▶ **Belge Alıntısı**
□ □ □ □

Lütfen yeni siteyi Bekleyiniz: https://aawsat.com/turkish


Ortadoğu haber | Şarkul El-Avsat

BIMSTEC: Hindistan’ın Çin ve Pakistan’ı saf dışı bırakarak Asya’ya açılma stratejisi | ŞARKUL AVSAT
Bir Sayfa Seçin

Yeni Delhi: Prakriti Gupta

Hint alt kıtası jeopolitik gelişmelere sahne oluyor. 5’i Güney Asya (Bangladeş, Bhutan Krallığı, Hindistan, Nepal, Sri Lanka) diğer ikisi de Doğu Asya (Myanmar, Tayland) ülkeleri olan 7 devletin liderleri çok Sektörlü Teknik ve Ekonomik İş Birliği için Bengal Körfezi Ülkeleri Girişimi’nin (BIMSTEC) 4. zirvesine katılmak üzere Nepal’de buluştu.

□ □ □ □

▶ **Döküm**
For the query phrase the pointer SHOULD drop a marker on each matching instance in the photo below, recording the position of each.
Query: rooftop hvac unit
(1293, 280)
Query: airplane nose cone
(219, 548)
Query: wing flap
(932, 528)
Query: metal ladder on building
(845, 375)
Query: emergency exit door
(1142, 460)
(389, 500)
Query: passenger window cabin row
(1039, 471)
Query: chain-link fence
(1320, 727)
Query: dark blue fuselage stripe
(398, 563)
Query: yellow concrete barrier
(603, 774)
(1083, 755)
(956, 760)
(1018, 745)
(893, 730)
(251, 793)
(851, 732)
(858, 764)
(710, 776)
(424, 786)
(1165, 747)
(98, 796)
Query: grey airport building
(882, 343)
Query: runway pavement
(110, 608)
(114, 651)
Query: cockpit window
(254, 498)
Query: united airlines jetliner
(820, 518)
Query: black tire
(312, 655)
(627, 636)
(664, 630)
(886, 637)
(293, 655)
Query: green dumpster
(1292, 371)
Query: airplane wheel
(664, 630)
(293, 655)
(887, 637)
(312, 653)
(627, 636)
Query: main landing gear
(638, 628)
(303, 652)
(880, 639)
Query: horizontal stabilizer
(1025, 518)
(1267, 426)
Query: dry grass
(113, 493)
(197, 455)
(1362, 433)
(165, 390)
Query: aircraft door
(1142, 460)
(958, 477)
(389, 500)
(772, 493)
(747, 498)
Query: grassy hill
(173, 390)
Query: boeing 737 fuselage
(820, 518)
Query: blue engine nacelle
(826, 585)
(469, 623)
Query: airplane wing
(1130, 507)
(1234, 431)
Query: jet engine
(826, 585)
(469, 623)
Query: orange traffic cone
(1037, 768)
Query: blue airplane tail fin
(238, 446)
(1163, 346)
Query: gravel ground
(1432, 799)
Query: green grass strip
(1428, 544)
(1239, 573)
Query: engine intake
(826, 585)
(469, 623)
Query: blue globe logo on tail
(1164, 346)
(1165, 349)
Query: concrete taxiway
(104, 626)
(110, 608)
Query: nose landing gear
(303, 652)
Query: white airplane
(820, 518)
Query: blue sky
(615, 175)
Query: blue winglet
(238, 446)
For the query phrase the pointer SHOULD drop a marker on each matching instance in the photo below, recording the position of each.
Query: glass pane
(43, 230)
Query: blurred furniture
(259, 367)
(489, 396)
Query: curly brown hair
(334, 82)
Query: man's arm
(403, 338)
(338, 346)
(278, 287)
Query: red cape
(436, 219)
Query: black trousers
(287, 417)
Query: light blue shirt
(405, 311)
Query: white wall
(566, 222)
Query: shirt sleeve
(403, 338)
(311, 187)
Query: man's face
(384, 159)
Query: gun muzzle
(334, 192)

□ □ □ □

▶ **Yazılı Soru 1**
BIMSTEC haberine göre aşağıdaki soruları yanıtlayınız.
(a) Başlığa göre Hindistan hangi iki ülkeyi saf dışı bırakıyor?
(b) Haberin başında yazar olarak kimin adı geçiyor?
(c) Liderler BIMSTEC'in kaçıncı zirvesi için buluştu?
▶ **Yazılı Soru 2**
BIMSTEC haberinde Güney Asya ülkeleri olarak sayılan devletlerin tümünü yazınız.
▶ **Yazılı Soru 3**
BIMSTEC zirvesi haberini son cümleden sonrasını yazarak sürdürünüz.
Materyalin metinle hiçbir ilgisi yoktur.

▶ **Görev Çıktısı 1**
(a) Çin ve Pakistan
(b) Prakriti Gupta
(c) 4. zirve

▶ **Görev Çıktısı 2**
Bangladeş, Bhutan Krallığı, Hindistan, Nepal, Sri Lanka

▶ **Görev Çıktısı 3**
Hindistan Başbakanı Narendra Modi, uzun süredir önem verilmeyen bu girişimi “Doğuya açılma” ve “Komşuları önceleme” politikaları çerçevevesinde aktif hale getirdi. Dikkat çeken konu ise Pakistan’ın söz konusu girişime katılan ülkeler arasında olmaması.

Grubu üyelerini birbirlerine bağlayan ne?

BIMSTEC ile körfez ülkelerinin, Güney ile Güneydoğu Asya’yı birbirine bağlayan bir köprü olması hedefleniyor. Dünya nüfusunun yaklaşık %22’si, toplam gayri safi milli hasılaları 2.7 trilyon dolar olan BIMSTEC devletlerinde yaşıyor. Söz konusu 7 devlet 2012’den bu yana % 4,3 ile 7,5 arasında değişen ortalama yıllık büyüme oranlarını korurken dünyadaki yıllık ticaretin 4’te biri Bengal Körfezi ülkeleri üzerinden gerçekleşiyor.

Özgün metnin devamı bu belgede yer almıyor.